**Short exercise**
All of the records listed below should be retyped exactly.

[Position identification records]
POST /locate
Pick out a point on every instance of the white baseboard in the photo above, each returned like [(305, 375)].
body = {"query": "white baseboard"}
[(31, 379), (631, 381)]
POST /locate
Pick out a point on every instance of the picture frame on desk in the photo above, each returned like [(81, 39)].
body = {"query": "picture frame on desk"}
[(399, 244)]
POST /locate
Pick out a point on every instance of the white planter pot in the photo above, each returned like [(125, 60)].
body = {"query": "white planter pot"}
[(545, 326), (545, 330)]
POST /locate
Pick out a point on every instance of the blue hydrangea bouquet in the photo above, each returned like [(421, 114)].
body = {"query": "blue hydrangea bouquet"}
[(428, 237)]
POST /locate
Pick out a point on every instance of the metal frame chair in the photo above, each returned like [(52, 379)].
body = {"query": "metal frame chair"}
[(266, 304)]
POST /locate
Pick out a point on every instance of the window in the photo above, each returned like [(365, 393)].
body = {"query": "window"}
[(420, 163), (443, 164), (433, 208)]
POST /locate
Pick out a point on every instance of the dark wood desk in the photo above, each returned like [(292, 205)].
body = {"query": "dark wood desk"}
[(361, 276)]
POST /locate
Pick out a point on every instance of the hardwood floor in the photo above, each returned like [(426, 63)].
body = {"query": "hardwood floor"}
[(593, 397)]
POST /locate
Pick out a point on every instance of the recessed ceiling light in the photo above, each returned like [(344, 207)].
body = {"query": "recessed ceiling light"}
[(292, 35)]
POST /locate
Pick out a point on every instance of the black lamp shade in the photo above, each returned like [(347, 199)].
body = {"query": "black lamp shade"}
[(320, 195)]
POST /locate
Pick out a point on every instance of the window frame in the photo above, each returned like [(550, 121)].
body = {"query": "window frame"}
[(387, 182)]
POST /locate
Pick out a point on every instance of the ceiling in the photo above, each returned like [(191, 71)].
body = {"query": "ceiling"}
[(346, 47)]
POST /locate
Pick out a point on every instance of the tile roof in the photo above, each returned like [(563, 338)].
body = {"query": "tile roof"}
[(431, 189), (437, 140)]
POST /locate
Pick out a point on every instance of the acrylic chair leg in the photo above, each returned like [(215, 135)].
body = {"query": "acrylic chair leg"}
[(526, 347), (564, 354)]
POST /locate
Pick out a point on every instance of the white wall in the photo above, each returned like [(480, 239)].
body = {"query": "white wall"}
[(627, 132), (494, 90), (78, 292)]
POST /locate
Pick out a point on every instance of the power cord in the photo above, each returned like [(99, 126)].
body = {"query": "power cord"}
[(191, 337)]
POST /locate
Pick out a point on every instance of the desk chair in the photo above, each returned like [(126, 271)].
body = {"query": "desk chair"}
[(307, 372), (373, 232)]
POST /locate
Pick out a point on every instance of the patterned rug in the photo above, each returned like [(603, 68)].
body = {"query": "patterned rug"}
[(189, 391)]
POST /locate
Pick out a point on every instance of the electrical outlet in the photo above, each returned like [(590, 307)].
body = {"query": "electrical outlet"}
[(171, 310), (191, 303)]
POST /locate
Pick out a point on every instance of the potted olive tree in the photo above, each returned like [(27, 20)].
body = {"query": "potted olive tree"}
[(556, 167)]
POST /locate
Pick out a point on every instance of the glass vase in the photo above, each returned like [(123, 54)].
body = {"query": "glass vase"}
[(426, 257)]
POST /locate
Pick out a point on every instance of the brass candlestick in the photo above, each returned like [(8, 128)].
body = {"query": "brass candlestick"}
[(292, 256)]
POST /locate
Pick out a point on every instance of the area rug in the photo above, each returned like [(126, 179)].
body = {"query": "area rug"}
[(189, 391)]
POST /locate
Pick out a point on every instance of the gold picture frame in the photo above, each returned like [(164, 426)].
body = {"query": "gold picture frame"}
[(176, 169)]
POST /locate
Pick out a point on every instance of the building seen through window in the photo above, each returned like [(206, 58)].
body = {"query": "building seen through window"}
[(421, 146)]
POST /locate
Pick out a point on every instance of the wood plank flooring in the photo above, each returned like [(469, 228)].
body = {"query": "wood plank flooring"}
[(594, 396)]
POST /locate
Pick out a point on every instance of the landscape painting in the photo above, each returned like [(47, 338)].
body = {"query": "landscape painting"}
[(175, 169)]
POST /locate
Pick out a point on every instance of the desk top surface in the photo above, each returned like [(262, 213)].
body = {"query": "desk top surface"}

**Reply to the task**
POST /locate
Pick out a point on every instance of the white baseboard in the photo above, each returned like [(305, 375)].
body = {"query": "white baseboard"}
[(31, 379), (631, 381)]
POST /locate
Pick out a point on every instance of the picture frame on desk in the photo above, each returned like [(81, 39)].
body = {"query": "picture frame on desk"}
[(399, 244)]
POST /locate
Pick out a point on every instance of the white planter pot in the photo above, each returned like [(125, 60)].
body = {"query": "white planter pot"}
[(545, 326), (545, 330)]
POST /locate
Pick out a point on every instance of the blue hydrangea bouquet in the photo above, each returned like [(421, 114)].
body = {"query": "blue hydrangea bouquet"}
[(428, 237)]
POST /locate
Pick out a point on every instance of the metal frame chair in the photo above, each returned like [(52, 379)].
body = {"query": "metal frame chair"}
[(266, 304)]
POST /locate
Pick out a point on every instance of the window in the photo above, each returned like [(365, 393)].
body = {"query": "window"}
[(420, 163), (443, 164), (433, 208)]
POST /locate
Pick out a point on every instance of the dark wood desk in the photo above, each returned like [(292, 205)].
body = {"query": "dark wood desk"}
[(361, 276)]
POST /locate
Pick out a point on every instance of the hardwood floor in the photo above, each returned like [(426, 63)].
body = {"query": "hardwood floor"}
[(593, 397)]
POST /locate
Pick out a point on every instance of the recessed ceiling light in the photo above, each returned like [(344, 207)].
body = {"query": "recessed ceiling light"}
[(292, 35)]
POST /locate
Pick out a point on every instance of the black lamp shade in the photo above, each returned like [(347, 199)].
body = {"query": "black lamp shade"}
[(320, 195)]
POST /locate
Pick out a point on every instance of the window frame in the photo above, each returned like [(550, 121)].
body = {"query": "window frame"}
[(387, 182)]
POST /locate
Pick out a point on every instance of the ceiling in the photo above, each returned like [(191, 71)].
body = {"query": "ceiling"}
[(346, 47)]
POST /locate
Pick out a point on every instance of the tile roof in the photo above, each returned like [(563, 338)].
body = {"query": "tile roof"}
[(431, 189), (437, 140)]
POST /locate
Pick out a point on every instance of the acrylic chair leg in the photo above, each returned like [(215, 135)].
body = {"query": "acrylic chair leg"}
[(526, 347), (564, 354)]
POST /locate
Pick out a point on every instance of the white wall in the photo above, each returned like [(480, 239)].
body = {"query": "white wall"}
[(627, 132), (494, 90), (78, 292)]
POST /locate
Pick out a point on every instance of the power cord in the photo above, each returned like [(99, 126)].
body = {"query": "power cord"}
[(191, 337)]
POST /locate
Pick out a point on every instance of the desk chair in the photo above, each returned like [(126, 271)].
body = {"query": "desk chair"}
[(307, 372), (373, 232)]
POST /locate
Pick out a point on every instance of the patterned rug in the photo above, each returned like [(603, 68)].
body = {"query": "patterned rug"}
[(189, 391)]
POST /locate
Pick out a point on every instance of the electrical outlet in the photo above, each returned like [(590, 307)].
body = {"query": "electrical outlet"}
[(171, 310), (191, 303)]
POST /locate
Pick out a point on every instance of the potted olive tree in the photo above, each returned like [(27, 20)].
body = {"query": "potted olive tree"}
[(556, 167)]
POST /locate
Pick out a point on every instance of the glass vase in the photo above, each returned like [(123, 54)].
body = {"query": "glass vase"}
[(426, 257)]
POST /locate
Pick out a point on every instance of the brass candlestick in the photo above, each returned like [(8, 128)].
body = {"query": "brass candlestick"}
[(292, 256)]
POST /locate
Pick out a point on every instance of the area rug in the photo above, each returned like [(126, 179)].
body = {"query": "area rug"}
[(189, 391)]
POST /locate
Pick out a point on every instance of the gold picture frame in the photo above, each returned like [(164, 426)].
body = {"query": "gold picture frame"}
[(176, 169)]
POST /locate
Pick out a point on every instance of the building seen through window in the photo above, each returned like [(206, 58)].
body = {"query": "building seen through window"}
[(421, 146)]
POST /locate
Pick out a point on every instance of the wood plank flooring in the photo above, each returned like [(469, 228)].
body = {"query": "wood plank flooring"}
[(594, 396)]
POST /locate
Pick out a point on every instance of the landscape painting in the photo above, each returned like [(47, 338)].
body = {"query": "landscape painting"}
[(175, 169)]
POST /locate
Pick out a point on every instance of the desk top surface in the photo above, each returned like [(262, 213)].
body = {"query": "desk top surface"}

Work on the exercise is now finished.